### Passage provided
[Start of section]
Researchers reveal mechanism for side effects of drug used for treating hematological malignancies

A team of Japanese researchers revealed the mechanism for side effects such as fever and bone pain caused by G-CSF, which is widely used for peripheral blood hematopoietic stem cell harvesting (PBSCH). This is an important method for hematopoietic stem cell transplantation (HSCT) used to treat hematological malignancies such as leukemia.

G-CSF is essential for treatment of hematological malignancies and other types of cancers, but the mechanism for its unfavorable side effects has not been elucidated until now. The findings from this research revealed not only the mechanism of the unfavorable effects of G-CSF, but also a new function of neutrophils, a type of blood cell which was previously recognized just as a consumer of invading substances. This research can lead to better understanding of the homeostasis of blood-forming (hematopoietic) cells as well as improving the methods of PBSCH. The findings, by a research group led by Junior Associate Professor KATAYAMA Yoshio and graduate student KAWANO Yuko from the Kobe University Graduate School of Medicine, Hematology, were published in the online version of Blood on November 9 (Japan time).

In recent years, there has been a growing need for HSCT to treat hematological malignancies. HSCT is done to rescue a normal generation of blood cells (hematopoiesis) after the treatment of malignancies. Hematopoietic stem cells are usually found in the bone marrow, but under certain conditions they are released into the peripheral blood (regular blood vessels) where they can be harvested in blood samples.
[End of section]
### Input data
[Start of section]
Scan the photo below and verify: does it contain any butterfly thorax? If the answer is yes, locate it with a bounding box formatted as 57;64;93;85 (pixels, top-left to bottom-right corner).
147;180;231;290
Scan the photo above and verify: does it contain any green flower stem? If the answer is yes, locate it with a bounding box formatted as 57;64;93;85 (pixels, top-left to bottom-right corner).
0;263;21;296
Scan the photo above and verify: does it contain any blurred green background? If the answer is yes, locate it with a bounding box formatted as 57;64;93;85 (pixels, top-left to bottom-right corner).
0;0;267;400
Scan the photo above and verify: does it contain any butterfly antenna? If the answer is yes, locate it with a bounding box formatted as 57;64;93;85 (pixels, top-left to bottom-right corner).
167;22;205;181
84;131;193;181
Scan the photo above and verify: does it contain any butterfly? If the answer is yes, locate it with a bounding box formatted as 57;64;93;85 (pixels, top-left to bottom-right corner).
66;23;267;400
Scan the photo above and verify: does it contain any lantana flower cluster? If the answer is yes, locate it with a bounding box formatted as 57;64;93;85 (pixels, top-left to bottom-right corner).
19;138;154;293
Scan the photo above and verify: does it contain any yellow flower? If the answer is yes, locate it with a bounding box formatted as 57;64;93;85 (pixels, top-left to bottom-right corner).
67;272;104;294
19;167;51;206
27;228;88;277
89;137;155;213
[End of section]
### Questions on the material
#1 From the article on G-CSF side effects, copy out everything from "A team of Japanese" down to "such as leukemia.".
#2 List every word or phrase that the article on G-CSF side effects places in parentheses.
#3 Extend the article on the mechanism behind G-CSF side effects, beginning after its last sentence.

### Responses
#1
A team of Japanese researchers revealed the mechanism for side effects such as fever and bone pain caused by G-CSF, which is widely used for peripheral blood hematopoietic stem cell harvesting (PBSCH). This is an important method for hematopoietic stem cell transplantation (HSCT) used to treat hematological malignancies such as leukemia.

#2
PBSCH
HSCT
hematopoietic
Japan time
hematopoiesis
regular blood vessels

#3
G-CSF stimulates the bone marrow to mobilize stem cells into the peripheral blood. G-CSF has been widely used for PBSCH because it is a safe method. However, the mechanism for the mobilization of hematopoietic cells by G-CSF largely remained unclear, and there is no convincing reason to explain the existence of "poor mobilizers" (people who displayed poor mobilization of hematopoietic cells to peripheral blood by G-CSF which results in the insufficiency of hematopoietic cells for HSCT) and the mechanism of unfavorable effects such as fever and bone pain caused by G-CSF. Understanding of those mechanisms could largely contribute to the improvement of transplantation therapy.

Professor Katayama's research group focused on the effectiveness of standard anti-inflammatory drugs in treating fever and bone pain caused by G-CSF. These anti-inflammatory drugs suppress the production of PGE2, which is involved in inflammation and pain, so the group expected that PGE2 might be the cause of unfavorable effects by G-CSF.

Using mouse models to test this hypothesis, they discovered that PGE2 inhibited the mobilization of hematopoietic stem cells to peripheral blood, and that blood cells produced PGE2 by the treatment of G-CSF. Furthermore, they revealed that, among blood cells, neutrophils produced PGE2 by G-CSF-induced stress stimulation (sympathetic nerve stimulation). The researchers investigated the fever response in denervated mice by neurotoxin and neutrophil-depleted mice by antibodies, and displayed that in these mice fever caused by G-CSF was diminished. PGE2 also affected osteoblastic cells in the bone marrow to increase osteopontin (OPN), a known inhibiting factor of stem cell mobilization to peripheral blood which resulted in decreases in the numbers of mobilized stem cells.

These findings displayed that the production of PGE2 by neutrophils governed by the sympathetic nervous system is behind the unpleasant symptoms caused by G-CSF, and this is one of the causes of suppression of stem cell mobilization. Based on this discovery, researchers now have information to treat unfavorable effects of G-CSF as well as to predict the currently unpredictable poor mobilizers and treat them using OPN antibodies.

Because sympathetic nerve stimulation occurs under stress conditions, the fact that sympathetic signals stimulate neutrophils to produce the inflammatory PGE2 means that highly-motile neutrophils may be involved in stress-related inflammation in the whole body. These facts indicate the possibility that neutrophils are also involved in carcinogenesis, the progression of cancer, autoimmune disorders and hardened arteries.